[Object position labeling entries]
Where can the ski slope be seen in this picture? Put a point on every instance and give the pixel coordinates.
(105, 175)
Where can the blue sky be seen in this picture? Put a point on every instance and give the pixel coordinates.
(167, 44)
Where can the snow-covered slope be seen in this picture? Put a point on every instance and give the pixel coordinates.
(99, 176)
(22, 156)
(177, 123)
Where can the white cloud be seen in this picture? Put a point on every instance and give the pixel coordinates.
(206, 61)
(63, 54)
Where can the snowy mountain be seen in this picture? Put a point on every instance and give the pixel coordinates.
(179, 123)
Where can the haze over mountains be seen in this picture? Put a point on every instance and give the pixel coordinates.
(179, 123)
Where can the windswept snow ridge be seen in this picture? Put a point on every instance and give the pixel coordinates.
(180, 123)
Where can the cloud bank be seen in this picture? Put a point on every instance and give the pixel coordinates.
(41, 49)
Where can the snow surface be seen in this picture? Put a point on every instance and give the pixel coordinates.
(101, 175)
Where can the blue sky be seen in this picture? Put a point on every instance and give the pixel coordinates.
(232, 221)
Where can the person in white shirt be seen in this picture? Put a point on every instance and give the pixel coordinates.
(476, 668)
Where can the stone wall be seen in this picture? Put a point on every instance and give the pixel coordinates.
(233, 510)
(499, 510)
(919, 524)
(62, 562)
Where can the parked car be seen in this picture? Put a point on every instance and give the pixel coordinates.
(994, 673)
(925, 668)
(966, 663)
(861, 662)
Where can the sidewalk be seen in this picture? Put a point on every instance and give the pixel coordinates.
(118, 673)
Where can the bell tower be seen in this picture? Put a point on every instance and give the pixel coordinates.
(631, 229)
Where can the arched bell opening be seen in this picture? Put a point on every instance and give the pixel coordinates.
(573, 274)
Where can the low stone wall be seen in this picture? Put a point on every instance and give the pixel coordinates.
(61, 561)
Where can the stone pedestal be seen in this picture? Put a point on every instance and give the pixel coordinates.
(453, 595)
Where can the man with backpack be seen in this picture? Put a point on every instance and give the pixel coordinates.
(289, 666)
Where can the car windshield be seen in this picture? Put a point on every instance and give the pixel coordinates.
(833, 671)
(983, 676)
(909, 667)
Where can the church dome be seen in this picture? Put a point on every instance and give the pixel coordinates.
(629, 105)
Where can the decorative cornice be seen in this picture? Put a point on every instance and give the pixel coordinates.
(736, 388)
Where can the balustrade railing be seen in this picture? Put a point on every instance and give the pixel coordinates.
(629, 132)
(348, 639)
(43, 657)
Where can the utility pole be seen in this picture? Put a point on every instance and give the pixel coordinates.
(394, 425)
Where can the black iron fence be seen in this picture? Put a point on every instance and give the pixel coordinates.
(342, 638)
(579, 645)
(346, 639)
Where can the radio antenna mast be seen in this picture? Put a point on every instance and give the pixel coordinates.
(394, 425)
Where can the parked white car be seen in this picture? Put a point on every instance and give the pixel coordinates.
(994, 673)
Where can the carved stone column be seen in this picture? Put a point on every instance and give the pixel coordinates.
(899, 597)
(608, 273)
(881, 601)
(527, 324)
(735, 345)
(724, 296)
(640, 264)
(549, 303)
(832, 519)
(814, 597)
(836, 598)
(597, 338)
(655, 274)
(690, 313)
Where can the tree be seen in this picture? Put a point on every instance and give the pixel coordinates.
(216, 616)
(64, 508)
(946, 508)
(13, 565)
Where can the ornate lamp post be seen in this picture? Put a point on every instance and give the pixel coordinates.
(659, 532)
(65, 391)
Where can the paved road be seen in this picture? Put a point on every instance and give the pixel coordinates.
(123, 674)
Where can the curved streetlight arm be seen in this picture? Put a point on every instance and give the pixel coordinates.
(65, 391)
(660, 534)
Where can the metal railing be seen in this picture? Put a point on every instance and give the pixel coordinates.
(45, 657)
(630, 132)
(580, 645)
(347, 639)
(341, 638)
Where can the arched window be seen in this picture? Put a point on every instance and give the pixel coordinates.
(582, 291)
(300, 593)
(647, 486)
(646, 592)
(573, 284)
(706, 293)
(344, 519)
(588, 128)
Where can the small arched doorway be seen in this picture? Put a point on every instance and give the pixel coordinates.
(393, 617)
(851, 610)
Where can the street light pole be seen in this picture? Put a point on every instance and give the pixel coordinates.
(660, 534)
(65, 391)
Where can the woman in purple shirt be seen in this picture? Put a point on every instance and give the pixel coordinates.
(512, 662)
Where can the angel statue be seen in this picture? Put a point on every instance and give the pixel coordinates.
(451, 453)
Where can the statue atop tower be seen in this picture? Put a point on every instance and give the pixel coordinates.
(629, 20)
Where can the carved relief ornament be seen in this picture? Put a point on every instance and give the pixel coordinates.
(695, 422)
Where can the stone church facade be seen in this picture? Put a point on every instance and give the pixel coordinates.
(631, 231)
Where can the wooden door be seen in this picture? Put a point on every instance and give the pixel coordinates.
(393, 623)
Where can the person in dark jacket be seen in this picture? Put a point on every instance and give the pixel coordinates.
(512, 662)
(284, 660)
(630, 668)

• [WRITTEN TASK]:
Repeat only what runs from the line holding "Where can the small" to the end of the data, keeping every line exactly as written, first and last included.

• [CORRECT RESULT]:
Where can the small arched doorway be seen in this picture? Put a point on every instance and give the pixel coordinates.
(393, 617)
(851, 610)
Where can the street light pole be seen in this picture? Put a point on every instance and give the pixel coordinates.
(660, 534)
(65, 391)
Where can the woman in purple shirt be seen in this picture? Put a point on every instance and give the pixel coordinates.
(512, 662)
Where can the angel statue be seen in this picture? Put a point on every instance and give the pixel coordinates.
(451, 453)
Where can the statue atop tower be seen in this picture? Put a point on every instance and give the pixel coordinates.
(629, 20)
Where can the carved relief ornament be seen in this picture? Put a point on every instance and give the pixel coordinates.
(695, 422)
Where can the stone church facade be seen in this picture? Put a point on every instance and give the pixel coordinates.
(631, 231)
Where can the wooden door be seen in this picture? Put a point on every instance and give the pixel coordinates.
(393, 623)
Where can the person in dark jacket be seen in this picture? Put a point on every instance and give the pixel coordinates.
(512, 662)
(284, 660)
(630, 668)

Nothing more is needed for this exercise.